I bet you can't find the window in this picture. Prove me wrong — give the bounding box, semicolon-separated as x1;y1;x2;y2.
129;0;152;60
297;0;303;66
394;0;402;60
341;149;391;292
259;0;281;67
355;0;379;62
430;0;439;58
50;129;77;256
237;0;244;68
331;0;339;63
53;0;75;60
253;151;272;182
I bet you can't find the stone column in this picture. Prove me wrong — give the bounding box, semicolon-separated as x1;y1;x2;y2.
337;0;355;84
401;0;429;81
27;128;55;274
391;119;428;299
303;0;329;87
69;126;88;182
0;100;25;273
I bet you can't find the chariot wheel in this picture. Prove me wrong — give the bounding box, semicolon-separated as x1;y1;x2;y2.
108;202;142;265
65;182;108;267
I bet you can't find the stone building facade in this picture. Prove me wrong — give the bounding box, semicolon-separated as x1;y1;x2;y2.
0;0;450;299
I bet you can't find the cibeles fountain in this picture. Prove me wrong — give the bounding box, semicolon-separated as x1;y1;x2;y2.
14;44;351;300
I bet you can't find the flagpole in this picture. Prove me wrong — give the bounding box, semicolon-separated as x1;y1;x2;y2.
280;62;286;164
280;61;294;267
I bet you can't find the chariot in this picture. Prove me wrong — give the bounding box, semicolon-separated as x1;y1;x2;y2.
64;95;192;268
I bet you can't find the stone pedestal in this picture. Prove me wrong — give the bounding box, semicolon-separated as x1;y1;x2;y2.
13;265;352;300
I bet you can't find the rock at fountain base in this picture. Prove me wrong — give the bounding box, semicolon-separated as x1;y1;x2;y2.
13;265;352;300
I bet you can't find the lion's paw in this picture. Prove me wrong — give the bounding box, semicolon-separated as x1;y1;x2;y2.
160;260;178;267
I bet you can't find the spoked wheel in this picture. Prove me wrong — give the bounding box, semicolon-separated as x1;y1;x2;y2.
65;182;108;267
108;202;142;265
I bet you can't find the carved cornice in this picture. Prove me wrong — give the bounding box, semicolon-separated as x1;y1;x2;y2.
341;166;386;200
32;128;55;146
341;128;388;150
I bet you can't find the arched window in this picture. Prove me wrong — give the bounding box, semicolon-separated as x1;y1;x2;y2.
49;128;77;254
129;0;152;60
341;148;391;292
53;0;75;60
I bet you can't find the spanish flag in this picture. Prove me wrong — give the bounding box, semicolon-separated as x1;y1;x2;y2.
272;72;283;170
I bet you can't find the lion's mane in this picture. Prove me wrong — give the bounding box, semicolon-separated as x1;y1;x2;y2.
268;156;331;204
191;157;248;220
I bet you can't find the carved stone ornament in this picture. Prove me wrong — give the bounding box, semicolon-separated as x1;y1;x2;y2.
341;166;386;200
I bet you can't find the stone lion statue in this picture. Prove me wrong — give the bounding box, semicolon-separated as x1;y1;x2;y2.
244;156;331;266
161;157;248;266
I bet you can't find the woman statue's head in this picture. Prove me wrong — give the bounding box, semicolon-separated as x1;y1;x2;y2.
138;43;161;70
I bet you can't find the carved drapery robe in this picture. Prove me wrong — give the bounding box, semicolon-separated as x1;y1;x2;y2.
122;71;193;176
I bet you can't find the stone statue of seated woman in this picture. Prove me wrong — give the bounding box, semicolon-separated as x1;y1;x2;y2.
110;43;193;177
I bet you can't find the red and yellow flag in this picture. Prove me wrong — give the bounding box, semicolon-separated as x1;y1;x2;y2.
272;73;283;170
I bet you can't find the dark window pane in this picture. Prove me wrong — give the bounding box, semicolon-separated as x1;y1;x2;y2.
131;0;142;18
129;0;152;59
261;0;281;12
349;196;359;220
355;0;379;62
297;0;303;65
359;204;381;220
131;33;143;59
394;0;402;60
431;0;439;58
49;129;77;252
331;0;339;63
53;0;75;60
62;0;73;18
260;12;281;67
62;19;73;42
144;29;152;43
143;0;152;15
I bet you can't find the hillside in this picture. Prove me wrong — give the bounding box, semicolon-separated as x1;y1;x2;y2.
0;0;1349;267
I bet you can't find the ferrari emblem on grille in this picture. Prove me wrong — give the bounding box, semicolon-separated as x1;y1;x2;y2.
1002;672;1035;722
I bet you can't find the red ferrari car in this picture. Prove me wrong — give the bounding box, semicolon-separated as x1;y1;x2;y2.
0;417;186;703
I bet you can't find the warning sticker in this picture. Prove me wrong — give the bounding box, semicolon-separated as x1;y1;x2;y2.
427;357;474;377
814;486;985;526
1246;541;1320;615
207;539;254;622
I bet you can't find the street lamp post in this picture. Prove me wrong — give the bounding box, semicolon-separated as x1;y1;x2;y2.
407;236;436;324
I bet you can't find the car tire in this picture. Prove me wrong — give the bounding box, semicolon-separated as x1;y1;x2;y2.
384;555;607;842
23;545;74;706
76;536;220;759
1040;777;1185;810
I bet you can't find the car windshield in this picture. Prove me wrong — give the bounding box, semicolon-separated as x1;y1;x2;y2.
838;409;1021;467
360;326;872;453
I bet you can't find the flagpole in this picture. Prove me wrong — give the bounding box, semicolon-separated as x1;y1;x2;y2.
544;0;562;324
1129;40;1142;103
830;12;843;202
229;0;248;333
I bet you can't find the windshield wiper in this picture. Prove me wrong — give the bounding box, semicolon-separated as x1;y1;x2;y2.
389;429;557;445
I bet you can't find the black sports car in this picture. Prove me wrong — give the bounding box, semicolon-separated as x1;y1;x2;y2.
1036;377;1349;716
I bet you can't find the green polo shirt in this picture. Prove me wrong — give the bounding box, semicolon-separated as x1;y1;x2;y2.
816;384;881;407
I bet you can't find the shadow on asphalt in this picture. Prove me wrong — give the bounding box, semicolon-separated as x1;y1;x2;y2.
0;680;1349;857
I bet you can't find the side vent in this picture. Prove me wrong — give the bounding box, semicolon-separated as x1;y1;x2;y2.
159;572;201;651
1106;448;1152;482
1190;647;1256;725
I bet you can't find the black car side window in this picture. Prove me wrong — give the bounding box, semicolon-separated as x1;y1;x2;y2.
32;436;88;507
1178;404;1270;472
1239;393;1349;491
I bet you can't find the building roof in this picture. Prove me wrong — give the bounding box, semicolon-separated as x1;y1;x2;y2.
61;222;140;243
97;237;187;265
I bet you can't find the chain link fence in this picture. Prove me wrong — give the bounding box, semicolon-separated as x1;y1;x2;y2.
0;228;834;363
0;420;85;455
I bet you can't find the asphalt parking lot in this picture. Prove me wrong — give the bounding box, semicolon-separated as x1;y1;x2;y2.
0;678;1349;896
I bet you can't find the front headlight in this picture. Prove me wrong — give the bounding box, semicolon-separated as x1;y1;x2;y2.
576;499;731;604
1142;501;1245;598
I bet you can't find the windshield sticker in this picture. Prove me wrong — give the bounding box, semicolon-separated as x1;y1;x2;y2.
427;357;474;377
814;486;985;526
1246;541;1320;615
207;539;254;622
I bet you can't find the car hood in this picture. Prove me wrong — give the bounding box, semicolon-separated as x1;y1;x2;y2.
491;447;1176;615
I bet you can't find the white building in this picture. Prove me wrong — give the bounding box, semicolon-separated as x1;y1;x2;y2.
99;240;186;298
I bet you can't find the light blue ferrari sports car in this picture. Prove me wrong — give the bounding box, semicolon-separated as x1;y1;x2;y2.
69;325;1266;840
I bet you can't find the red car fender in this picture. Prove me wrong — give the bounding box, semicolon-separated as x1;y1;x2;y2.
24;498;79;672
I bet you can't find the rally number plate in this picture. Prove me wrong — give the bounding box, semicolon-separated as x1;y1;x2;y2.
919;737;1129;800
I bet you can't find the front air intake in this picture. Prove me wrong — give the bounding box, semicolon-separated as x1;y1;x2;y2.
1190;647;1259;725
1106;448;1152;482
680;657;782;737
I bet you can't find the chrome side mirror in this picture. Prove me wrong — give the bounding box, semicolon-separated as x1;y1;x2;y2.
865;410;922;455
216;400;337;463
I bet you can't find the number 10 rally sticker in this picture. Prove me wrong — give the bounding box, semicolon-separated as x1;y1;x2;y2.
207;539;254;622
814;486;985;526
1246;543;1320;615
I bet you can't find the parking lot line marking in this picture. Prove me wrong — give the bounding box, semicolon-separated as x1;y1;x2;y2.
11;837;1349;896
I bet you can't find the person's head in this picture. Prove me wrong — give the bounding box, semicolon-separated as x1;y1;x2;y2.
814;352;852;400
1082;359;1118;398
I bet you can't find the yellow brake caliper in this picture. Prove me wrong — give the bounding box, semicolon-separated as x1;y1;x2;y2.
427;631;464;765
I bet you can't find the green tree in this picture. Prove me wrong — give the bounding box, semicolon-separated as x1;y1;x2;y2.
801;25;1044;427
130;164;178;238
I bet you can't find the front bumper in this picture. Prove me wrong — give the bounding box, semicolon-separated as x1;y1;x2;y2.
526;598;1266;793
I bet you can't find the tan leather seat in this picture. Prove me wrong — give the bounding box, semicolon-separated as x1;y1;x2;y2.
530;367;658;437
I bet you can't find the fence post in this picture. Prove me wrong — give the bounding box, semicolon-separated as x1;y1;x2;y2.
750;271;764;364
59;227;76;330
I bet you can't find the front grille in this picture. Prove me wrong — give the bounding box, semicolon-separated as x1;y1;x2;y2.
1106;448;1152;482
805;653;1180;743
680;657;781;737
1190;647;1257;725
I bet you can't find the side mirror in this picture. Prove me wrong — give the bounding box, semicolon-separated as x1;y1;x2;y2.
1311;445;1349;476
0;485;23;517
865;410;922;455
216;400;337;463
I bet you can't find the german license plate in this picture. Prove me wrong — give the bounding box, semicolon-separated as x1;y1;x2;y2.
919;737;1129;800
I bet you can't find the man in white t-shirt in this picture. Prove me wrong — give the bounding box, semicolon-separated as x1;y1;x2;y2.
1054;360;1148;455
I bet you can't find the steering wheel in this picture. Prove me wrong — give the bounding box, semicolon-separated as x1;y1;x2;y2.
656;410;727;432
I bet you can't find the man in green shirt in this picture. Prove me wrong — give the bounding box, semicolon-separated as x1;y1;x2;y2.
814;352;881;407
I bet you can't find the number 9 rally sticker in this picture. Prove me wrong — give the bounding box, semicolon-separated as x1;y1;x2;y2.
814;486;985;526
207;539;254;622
───
Count the lines of the records that contain the string "sports", treating uppercase and lowercase as distinct. Give only the number.

— The result —
2